■ **Selected text**
────────────────
By the end of the nineteenth century, Methodist missionaries in Sri Lanka, Chinese revolutionaries in Shanghai, and Japanese reformers in Tokyo were all dismissing Buddhism as superstition and (in the case of the former) dismissing its followers as idolaters. A group of Buddhist elites, several of whom would visit the West, responded to these charges by claiming that Buddhism was not primitive, but instead was modern. Indeed, with its lack of a creator God and its mechanistic universe (driven by the engine of karma), it was the religion most suitable for the modern world. Some went so far as to say that Buddhism was not a religion at all, but rather a philosophy, even a science. In this way, viewed in light of the academic model of the day, which saw a movement from superstition to religion to science, Buddhism was able to leap from the beginning of the evolutionary chain to its end.

But the formation of Buddhist Modernism cannot be credited entirely to Asian Buddhists. Central to the process was the work of nineteenth-century European Orientalists. Although there were Buddhists almost everywhere else in Asia they found no Buddhists in India, the land of the Buddha’s birth; Buddhism had disappeared there by the fourteenth century. Instead, they found monuments (often in ruins), cave temples (overgrown by jungle), and statues (often broken). There were stone inscriptions to be deciphered, and there were Sanskrit manuscripts preserved in Nepal to the north and Pali manuscripts in Sri Lanka to the south. These were the materials from which European scholars would build their Buddhism.

What would come to be called “original Buddhism” or “primitive Buddhism,” became the domain of European and, later, American and then Japanese scholars. They would create a Buddha and a Buddhism unknown in Asia, one that may never have existed there before the late nineteenth century. Just as there was a quest for the historical Jesus, there was a quest for the historical Buddha, and European Orientalists felt they found him. Like Jesus, the Buddha wrote nothing and, unlike Jesus, nothing that he said was written down until four centuries (rather than four decades) after his death. This Buddhism then became a model against which the various contemporary Buddhisms of Asia were measured, and were generally found to be lacking, not only by Europeans, but eventually by Buddhist elites in Asia as well.

The Buddha was transformed from a stone idol into a man of flesh and blood, a man very much of modern times. Described by some as “the Luther of Asia,” he became famous for having spoken out against the corrupt priestcraft and the crippling caste system of “Brahmanism.” He also became something of a Romantic hero. In 1879, Edwin Arnold published a poem on the life of the Buddha, entitled The Light of Asia, that would become one of the most popular books of the Victorian period, and a favorite of Queen Victoria herself; Arnold was knighted for his work. The Buddha became an alternative Jesus, a Jesus who was not a Jew, but an Aryan. In a Europe obsessed with questions of race and questions of humanity, the Buddha was both racially superior and a savior for all humanity, an ancient kinsman, a modern hero. This Buddha was the product of a different Enlightenment.

This is the Buddhism of Brooks and the Buddhism of the burgeoning business of Buddhism and neuroscience. Here, researchers who often identify themselves as Buddhists measure the effects of meditation techniques that are not unique to Buddhism. Their Buddhism bears the mystique of the infinitely morphable, the ever modern, the perfect alternative; we can be confident that whatever these neuroscientists discover will somehow be “Buddhist.” This neural Buddhism may indeed lead to big cultural effects, as Brooks claims. But if it does, it will be important to remember how we got there, and what might have gotten lost along the way.
────────────────
■ **Data**
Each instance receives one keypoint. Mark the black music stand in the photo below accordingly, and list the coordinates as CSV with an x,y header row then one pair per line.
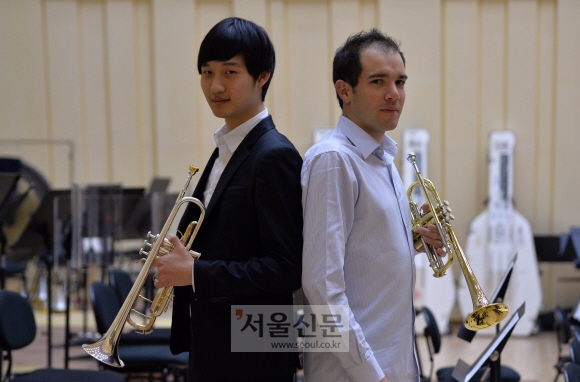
x,y
39,233
491,355
7,185
498,296
139,220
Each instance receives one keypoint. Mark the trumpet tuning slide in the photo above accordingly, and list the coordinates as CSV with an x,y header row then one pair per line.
x,y
486,316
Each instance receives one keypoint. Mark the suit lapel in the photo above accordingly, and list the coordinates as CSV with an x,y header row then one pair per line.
x,y
239,156
201,185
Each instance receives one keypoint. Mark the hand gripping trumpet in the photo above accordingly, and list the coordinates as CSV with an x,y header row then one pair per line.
x,y
105,350
485,314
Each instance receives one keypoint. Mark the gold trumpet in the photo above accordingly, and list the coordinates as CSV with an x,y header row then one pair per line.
x,y
485,314
105,350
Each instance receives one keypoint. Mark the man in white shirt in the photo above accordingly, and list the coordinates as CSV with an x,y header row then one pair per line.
x,y
250,240
358,247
────────────────
■ **Exercises to complete**
1) From the passage on Buddhist Modernism, return the text from "But the formation" up to and including "build their Buddhism.".
2) Recast the paragraph of the passage on Buddhist Modernism that begins "But the formation of Buddhist Modernism" as a short bulleted list that keeps its main facts.
3) According to the passage on Buddhist Modernism, what did European scholars build their Buddhism from? List each item.

■ **Responses per task**
1)
But the formation of Buddhist Modernism cannot be credited entirely to Asian Buddhists. Central to the process was the work of nineteenth-century European Orientalists. Although there were Buddhists almost everywhere else in Asia they found no Buddhists in India, the land of the Buddha’s birth; Buddhism had disappeared there by the fourteenth century. Instead, they found monuments (often in ruins), cave temples (overgrown by jungle), and statues (often broken). There were stone inscriptions to be deciphered, and there were Sanskrit manuscripts preserved in Nepal to the north and Pali manuscripts in Sri Lanka to the south. These were the materials from which European scholars would build their Buddhism.

2)
- Buddhist Modernism was not shaped by Asian Buddhists alone; nineteenth-century European Orientalists were central to it.
- They found no Buddhists in India, the Buddha's birthplace, where Buddhism had disappeared by the fourteenth century.
- In India they found ruined monuments, jungle-covered cave temples, broken statues and stone inscriptions to decipher.
- Sanskrit manuscripts survived in Nepal and Pali manuscripts in Sri Lanka.
- European scholars built their Buddhism from these sources.

3)
- Monuments, often in ruins
- Cave temples, overgrown by jungle
- Statues, often broken
- Stone inscriptions to be deciphered
- Sanskrit manuscripts preserved in Nepal
- Pali manuscripts in Sri Lanka